◆ Work request
From the first line of the entries below through the line bearing "negative clicks: (1, 217)", write out each line exactly. Omit pictures.

*** Block opens ***

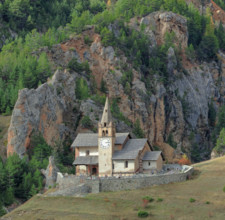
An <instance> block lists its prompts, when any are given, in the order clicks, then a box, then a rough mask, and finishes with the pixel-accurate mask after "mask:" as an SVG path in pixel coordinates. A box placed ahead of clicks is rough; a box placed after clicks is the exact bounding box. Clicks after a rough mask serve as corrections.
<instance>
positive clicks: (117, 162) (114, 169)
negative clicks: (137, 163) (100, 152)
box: [113, 160, 135, 172]
mask: <svg viewBox="0 0 225 220" xmlns="http://www.w3.org/2000/svg"><path fill="white" fill-rule="evenodd" d="M125 161H126V160H114V161H113V164H114V170H113V172H134V167H135V165H134V164H135V163H134V160H127V161H128V167H127V168H125Z"/></svg>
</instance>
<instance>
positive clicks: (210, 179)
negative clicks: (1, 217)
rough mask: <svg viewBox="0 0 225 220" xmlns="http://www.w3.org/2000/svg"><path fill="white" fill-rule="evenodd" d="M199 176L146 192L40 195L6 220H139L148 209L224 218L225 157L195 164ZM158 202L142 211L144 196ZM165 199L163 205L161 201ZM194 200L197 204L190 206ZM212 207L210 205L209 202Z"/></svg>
mask: <svg viewBox="0 0 225 220" xmlns="http://www.w3.org/2000/svg"><path fill="white" fill-rule="evenodd" d="M194 167H195V169H196V172H195V173H196V174H195V176H194V177H193V179H191V180H188V181H187V182H182V183H174V184H168V185H162V186H155V187H151V188H147V189H142V190H134V191H124V192H114V193H112V192H109V193H100V194H96V195H94V194H93V195H88V196H87V197H85V198H71V197H56V198H49V197H46V196H45V195H38V196H35V197H33V198H32V199H30V200H29V201H27V202H26V203H25V204H24V205H22V206H21V207H19V208H17V209H16V210H14V211H13V212H12V213H10V214H8V215H6V216H4V217H2V218H1V219H2V220H9V219H13V220H17V219H18V220H19V219H21V220H22V219H23V220H26V219H124V220H125V219H138V218H137V212H138V210H139V209H142V210H143V209H144V210H147V211H148V212H149V213H151V214H150V217H149V218H147V219H153V220H154V219H155V220H157V219H168V220H169V219H170V220H171V219H182V220H203V219H204V220H206V219H218V220H221V219H224V218H225V215H224V196H225V193H224V192H223V187H224V185H225V182H224V173H225V157H221V158H217V159H214V160H211V161H206V162H202V163H199V164H195V165H194ZM143 196H151V197H153V198H154V199H155V201H154V202H152V203H150V205H149V207H147V208H142V197H143ZM157 198H162V199H163V201H162V202H157V201H156V200H157ZM190 198H194V199H196V202H194V203H190V202H189V199H190ZM207 201H208V202H209V204H206V202H207Z"/></svg>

*** Block closes ***

◆ Task output
An <instance> block lists its prompts, when any are given, in the order clicks, then a box, then a rough mask, and finishes with the pixel-accurate mask after "mask:" as an SVG path in pixel coordinates. A box placed ahead of clicks is rough; a box placed after clicks is the exact bounding box. Clicks after a rough mask serve as corrections.
<instance>
positive clicks: (117, 162) (114, 169)
negative clicks: (137, 163) (100, 152)
box: [113, 160, 135, 172]
mask: <svg viewBox="0 0 225 220" xmlns="http://www.w3.org/2000/svg"><path fill="white" fill-rule="evenodd" d="M125 161H126V160H114V161H113V164H114V170H113V172H134V167H135V165H134V164H135V163H134V160H127V161H128V167H127V168H125Z"/></svg>
</instance>
<instance>
positive clicks: (210, 179)
negative clicks: (1, 217)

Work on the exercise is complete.